* STATED GOAL
Please find each row below that contains the string "target", counting only matches in the same letter case, and copy those rows out in full.

______

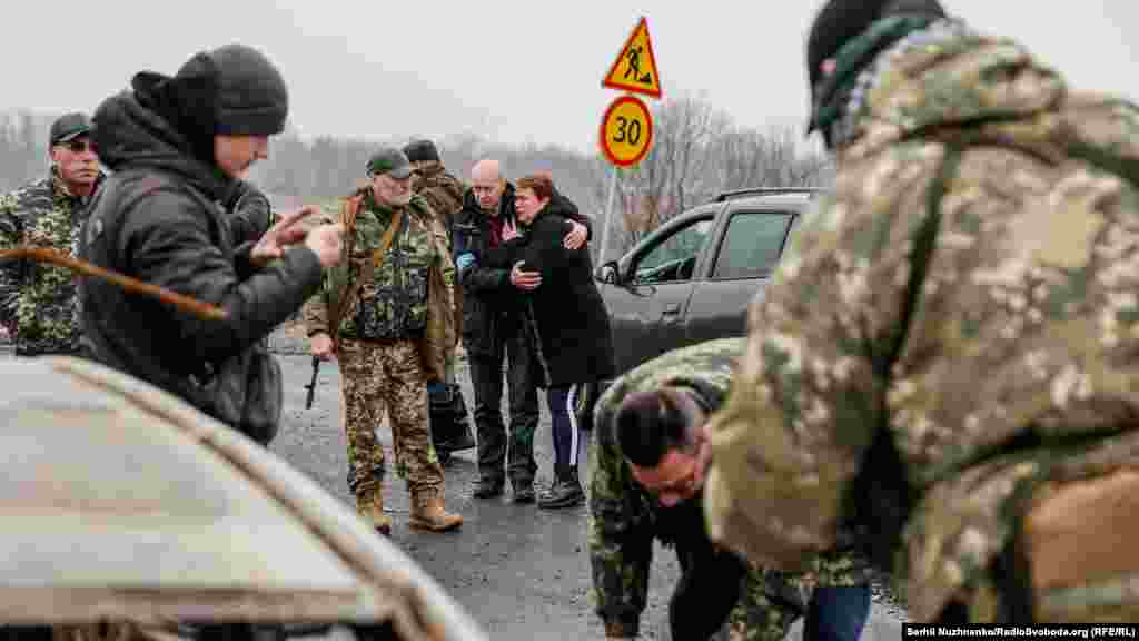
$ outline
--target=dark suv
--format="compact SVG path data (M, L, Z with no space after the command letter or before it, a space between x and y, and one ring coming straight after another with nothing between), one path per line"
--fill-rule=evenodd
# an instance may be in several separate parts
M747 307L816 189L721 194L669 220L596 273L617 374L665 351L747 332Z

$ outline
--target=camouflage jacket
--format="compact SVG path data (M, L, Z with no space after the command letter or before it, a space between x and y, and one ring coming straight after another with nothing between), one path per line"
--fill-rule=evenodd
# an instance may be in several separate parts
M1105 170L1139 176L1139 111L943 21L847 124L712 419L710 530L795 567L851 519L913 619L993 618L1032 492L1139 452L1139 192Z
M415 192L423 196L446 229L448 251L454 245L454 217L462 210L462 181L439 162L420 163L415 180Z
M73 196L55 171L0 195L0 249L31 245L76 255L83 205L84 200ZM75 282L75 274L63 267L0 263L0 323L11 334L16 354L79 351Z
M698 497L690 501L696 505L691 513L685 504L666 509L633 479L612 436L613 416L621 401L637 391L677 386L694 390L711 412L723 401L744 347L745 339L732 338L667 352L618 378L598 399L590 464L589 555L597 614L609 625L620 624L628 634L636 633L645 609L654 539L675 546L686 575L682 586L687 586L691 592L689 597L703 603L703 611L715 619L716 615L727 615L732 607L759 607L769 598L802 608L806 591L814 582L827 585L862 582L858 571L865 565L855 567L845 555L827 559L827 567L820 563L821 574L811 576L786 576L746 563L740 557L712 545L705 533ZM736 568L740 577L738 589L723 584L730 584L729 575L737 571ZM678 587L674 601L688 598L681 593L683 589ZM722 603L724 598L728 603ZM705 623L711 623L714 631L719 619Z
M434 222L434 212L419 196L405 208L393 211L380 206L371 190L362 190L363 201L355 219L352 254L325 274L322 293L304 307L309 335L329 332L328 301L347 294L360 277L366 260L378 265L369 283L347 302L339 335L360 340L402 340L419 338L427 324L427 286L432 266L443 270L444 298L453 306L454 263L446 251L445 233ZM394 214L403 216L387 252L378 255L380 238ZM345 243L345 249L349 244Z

______

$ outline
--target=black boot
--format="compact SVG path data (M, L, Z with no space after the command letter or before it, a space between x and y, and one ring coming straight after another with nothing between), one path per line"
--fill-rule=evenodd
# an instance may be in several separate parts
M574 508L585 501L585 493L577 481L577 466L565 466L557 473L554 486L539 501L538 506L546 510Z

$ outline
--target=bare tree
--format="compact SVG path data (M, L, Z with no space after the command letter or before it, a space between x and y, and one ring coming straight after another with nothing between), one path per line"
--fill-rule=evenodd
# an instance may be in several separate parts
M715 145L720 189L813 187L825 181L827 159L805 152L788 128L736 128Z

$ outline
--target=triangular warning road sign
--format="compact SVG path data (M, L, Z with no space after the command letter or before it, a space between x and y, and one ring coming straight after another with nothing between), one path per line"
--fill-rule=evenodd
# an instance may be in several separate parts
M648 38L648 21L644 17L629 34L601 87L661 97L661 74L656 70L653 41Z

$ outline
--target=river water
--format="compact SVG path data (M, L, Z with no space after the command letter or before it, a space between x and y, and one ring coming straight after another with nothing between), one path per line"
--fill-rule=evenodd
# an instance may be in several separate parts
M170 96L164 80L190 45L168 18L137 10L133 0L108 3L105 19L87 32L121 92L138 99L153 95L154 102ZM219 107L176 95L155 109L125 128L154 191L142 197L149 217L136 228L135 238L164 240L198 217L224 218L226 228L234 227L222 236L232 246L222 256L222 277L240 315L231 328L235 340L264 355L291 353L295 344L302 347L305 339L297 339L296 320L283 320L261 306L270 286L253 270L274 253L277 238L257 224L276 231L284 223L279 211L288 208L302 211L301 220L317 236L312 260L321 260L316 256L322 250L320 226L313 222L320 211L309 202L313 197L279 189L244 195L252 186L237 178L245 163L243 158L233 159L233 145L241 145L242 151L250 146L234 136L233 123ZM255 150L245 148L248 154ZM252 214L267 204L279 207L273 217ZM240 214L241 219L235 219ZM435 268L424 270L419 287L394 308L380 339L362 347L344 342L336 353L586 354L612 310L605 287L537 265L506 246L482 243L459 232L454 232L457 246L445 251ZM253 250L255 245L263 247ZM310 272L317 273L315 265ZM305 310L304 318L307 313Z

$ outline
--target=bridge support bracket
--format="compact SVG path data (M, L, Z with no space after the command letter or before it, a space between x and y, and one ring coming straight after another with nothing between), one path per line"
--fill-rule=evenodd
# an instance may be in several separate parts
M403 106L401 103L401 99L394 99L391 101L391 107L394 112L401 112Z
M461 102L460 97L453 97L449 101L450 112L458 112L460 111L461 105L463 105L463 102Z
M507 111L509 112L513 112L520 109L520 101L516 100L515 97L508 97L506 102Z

______

* EXERCISE OUTPUT
--target=dark suv
--target=camouflage jacket
--target=black boot
--target=bare tree
--target=triangular warning road sign
--target=river water
--target=bridge support bracket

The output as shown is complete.